Metin parçası
Makam-ı müşâhedeye (seyretme makâmına)
vâsıl olmayan her bir mü’min, bu ihbârât (anlatmalar)
üzerine kendi muhayyilesinde icâd ettiği (kendi
hayalinde canlandırdığı) sûretlere
inanmıştır. Halbuki Hak Teâlâ Hazretleri hadîs-i kudsîsinde:......................
(Ya’nî
) “Ben sâlih kullarım için
göz görmedik, kulak işitmedik ve kalb-i beşere (insanın
aklına) hutûr etmedik (hatırına
gelmedik) şeyler hazırladım”
buyuruyor. Gözlerin görmediği ve kulakların işitmediği ve kalb-i beşere
hutûr etmeyen
(insanın aklına gelmedik) şeyler elbette bu âlem-i şehâdette
görülen ve işitilen ve tahayyül olunan (hayal
edilen) şeylerin hâricinde (dışında)
olacaktır. Bu âlemde cennet hakkındaki ta’rîfât ve tafsîlât
(açıklama)
ise, kalb-i beşere (insanın aklına) hutûr eden (hatırına
gelen) hayâlâttan ibârettir.
Binâenaleyh (nitekim),
gerek cennet ve gerek cehennem bizim hatırımıza hutûr eden (gelen)
hisâbât (hesablar)
ve tertîbât (düzen)
hâricindedir
(dışındadır).
Cennet
lügatte, “eşcâr-ı kesîre mağrûs olan
(çok ağaçların dikilmiş olduğu) bir zemîn” (yer)
den ibârettir ki, eşcârın (ağaçların)
kesretinden (sıklığından) dolayı gölgeleri sath-ı arzı setr eder (yer yüzünü örter.)
Ve cennet “setr” (örtme)
ma’nâsına gelen “cenne” lafzından müştakk (türemiş)
olup, bu kelimenin masdar-ı binâ-i merresidir (Arapça
mastarların sülasilerinde birinci harfin üstün okunan ve sonuna iki üstünlü
yuvarlak t (ö) getirilen şekli) . Ulemâ-ı
zâhire ıstılâhında (belli, zahir ilimlerle uğraşan alimlerin tanımlamalarında)
, dâr-ı
âhiretin (âhiret
yurdunun) makamât-ı mütenezzihe
(temiz, nezih
makamlar)
ve makamât-ı tayyibesidir (iyi
hoş güzel makamlardır) .Ve bu
makam, ef’âl-i hasene (iyi
fiillerin) ve a’mâl-i sâlihanın
(güzel
amellerin) cennetidir. Ef’âl ve
a’mâlin azlığı ve çokluğu i’tibâriyle bu cennetin derecât-ı mütefâvitesi
(birbirinden farklı dereceleri)
vardır. Urefâ (arifler)

Veri kayıtları
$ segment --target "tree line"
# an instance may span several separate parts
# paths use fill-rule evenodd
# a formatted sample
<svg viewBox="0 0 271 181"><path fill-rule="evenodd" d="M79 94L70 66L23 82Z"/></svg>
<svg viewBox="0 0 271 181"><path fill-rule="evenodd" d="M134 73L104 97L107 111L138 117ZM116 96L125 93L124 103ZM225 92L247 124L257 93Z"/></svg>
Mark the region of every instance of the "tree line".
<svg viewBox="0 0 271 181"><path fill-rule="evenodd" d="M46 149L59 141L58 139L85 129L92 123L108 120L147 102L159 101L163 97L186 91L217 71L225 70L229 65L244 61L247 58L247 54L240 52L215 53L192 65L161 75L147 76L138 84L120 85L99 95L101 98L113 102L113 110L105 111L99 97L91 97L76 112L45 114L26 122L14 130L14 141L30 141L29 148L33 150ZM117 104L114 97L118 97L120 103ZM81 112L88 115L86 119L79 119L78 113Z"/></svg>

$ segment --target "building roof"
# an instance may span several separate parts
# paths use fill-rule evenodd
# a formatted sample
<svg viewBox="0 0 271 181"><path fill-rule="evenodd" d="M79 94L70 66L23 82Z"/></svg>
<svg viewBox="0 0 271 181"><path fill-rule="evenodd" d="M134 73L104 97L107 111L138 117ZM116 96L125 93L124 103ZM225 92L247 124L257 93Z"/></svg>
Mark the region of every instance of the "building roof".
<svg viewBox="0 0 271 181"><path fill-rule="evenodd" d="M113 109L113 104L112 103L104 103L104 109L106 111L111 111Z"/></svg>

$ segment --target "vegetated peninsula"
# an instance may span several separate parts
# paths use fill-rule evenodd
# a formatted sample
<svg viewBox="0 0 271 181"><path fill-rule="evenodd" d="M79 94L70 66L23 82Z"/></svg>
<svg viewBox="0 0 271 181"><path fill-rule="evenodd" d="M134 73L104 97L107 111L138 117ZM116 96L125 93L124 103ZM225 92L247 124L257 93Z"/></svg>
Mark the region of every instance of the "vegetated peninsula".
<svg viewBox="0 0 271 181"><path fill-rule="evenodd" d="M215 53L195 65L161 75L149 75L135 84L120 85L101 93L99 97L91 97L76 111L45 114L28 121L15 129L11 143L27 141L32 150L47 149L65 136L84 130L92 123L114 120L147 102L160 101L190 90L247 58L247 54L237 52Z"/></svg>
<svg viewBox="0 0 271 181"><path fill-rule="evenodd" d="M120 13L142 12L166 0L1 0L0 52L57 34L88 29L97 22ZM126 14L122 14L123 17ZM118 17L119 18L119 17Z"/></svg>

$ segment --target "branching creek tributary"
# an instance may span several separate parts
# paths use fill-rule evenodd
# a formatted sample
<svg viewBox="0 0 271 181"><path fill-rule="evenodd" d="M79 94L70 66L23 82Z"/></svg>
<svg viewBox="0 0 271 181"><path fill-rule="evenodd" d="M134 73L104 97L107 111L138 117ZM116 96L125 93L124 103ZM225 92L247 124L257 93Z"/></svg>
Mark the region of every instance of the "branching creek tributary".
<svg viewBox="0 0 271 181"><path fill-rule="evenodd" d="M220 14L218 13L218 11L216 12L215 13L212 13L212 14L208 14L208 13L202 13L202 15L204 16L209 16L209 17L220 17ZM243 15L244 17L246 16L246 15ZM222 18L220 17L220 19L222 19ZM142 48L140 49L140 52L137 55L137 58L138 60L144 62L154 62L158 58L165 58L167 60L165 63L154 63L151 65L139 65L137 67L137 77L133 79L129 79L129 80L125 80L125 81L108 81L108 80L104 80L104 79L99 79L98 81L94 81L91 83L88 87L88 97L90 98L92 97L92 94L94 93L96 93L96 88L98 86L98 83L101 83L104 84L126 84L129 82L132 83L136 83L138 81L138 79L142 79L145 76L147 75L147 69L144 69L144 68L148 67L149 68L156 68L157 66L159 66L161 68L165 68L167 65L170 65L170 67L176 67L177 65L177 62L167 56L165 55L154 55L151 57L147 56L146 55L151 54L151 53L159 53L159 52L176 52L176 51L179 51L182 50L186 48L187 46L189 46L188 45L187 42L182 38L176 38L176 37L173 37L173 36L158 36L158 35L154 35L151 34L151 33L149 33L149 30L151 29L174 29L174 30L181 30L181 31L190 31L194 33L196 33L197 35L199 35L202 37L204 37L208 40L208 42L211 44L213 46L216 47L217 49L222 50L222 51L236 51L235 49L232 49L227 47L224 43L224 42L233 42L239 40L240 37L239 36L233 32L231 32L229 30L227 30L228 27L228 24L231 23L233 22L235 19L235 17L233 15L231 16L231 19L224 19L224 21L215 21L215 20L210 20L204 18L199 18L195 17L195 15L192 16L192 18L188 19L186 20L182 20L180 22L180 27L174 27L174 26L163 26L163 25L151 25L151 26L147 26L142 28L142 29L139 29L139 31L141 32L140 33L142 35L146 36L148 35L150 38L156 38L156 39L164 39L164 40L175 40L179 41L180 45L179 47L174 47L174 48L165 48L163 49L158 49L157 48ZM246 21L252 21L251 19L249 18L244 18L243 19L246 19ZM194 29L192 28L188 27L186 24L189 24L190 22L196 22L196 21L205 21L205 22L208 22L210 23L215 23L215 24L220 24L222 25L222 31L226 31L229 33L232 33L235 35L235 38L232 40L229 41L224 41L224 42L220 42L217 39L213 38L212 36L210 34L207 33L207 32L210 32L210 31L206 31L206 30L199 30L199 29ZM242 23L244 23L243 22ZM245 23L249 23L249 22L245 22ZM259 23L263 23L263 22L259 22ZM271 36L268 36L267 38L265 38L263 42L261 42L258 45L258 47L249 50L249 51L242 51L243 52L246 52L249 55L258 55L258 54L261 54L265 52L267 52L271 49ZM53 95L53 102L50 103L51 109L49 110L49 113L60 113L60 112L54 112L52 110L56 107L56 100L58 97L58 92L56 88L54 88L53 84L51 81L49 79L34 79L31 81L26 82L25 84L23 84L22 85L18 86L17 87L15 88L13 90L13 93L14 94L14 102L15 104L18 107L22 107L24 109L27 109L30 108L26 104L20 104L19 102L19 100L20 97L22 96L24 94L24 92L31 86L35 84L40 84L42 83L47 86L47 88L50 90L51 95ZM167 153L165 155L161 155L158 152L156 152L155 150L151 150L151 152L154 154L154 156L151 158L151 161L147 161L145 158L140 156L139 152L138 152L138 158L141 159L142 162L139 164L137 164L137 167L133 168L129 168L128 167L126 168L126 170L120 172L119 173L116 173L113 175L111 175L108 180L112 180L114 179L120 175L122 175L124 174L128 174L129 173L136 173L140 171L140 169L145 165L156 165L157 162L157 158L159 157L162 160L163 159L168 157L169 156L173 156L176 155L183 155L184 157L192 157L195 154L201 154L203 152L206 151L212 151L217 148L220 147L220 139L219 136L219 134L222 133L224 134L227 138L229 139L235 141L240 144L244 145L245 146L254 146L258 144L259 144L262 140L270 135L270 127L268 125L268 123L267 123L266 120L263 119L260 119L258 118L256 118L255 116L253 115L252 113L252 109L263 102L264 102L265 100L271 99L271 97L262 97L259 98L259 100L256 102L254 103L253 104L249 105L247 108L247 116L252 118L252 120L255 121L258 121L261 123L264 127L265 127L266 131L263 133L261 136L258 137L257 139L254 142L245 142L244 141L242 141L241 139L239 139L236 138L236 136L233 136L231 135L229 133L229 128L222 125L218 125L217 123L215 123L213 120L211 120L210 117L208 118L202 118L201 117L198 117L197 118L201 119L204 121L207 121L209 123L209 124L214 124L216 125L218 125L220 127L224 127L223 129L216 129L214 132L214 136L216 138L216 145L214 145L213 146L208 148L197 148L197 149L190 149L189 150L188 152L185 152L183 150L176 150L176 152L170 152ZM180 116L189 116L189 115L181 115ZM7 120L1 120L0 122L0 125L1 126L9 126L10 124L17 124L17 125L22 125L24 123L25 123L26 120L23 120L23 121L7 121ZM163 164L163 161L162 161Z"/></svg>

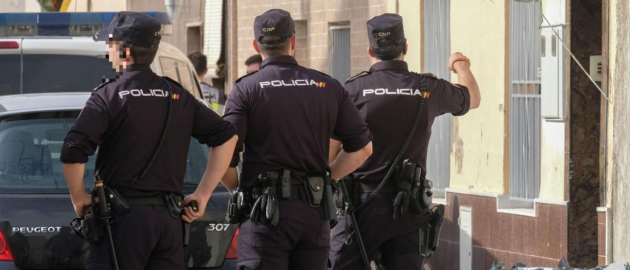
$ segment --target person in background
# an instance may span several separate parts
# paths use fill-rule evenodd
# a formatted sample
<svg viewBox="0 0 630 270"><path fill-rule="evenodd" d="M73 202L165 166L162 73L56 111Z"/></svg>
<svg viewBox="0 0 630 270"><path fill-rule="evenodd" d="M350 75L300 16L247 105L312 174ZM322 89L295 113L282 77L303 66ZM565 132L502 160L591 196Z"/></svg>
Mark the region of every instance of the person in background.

Alıştırma
Yukarıdaki cennet konulu metinden "ve makamât-ı tayyibesidir" sözleriyle başlayıp "(birbirinden farklı dereceleri)" sözleriyle biten bölümü hiç değiştirmeden yeniden yazın.

Çözüm aşağıda
ve makamât-ı tayyibesidir (iyi
hoş güzel makamlardır) .Ve bu
makam, ef’âl-i hasene (iyi
fiillerin) ve a’mâl-i sâlihanın
(güzel
amellerin) cennetidir. Ef’âl ve
a’mâlin azlığı ve çokluğu i’tibâriyle bu cennetin derecât-ı mütefâvitesi
(birbirinden farklı dereceleri)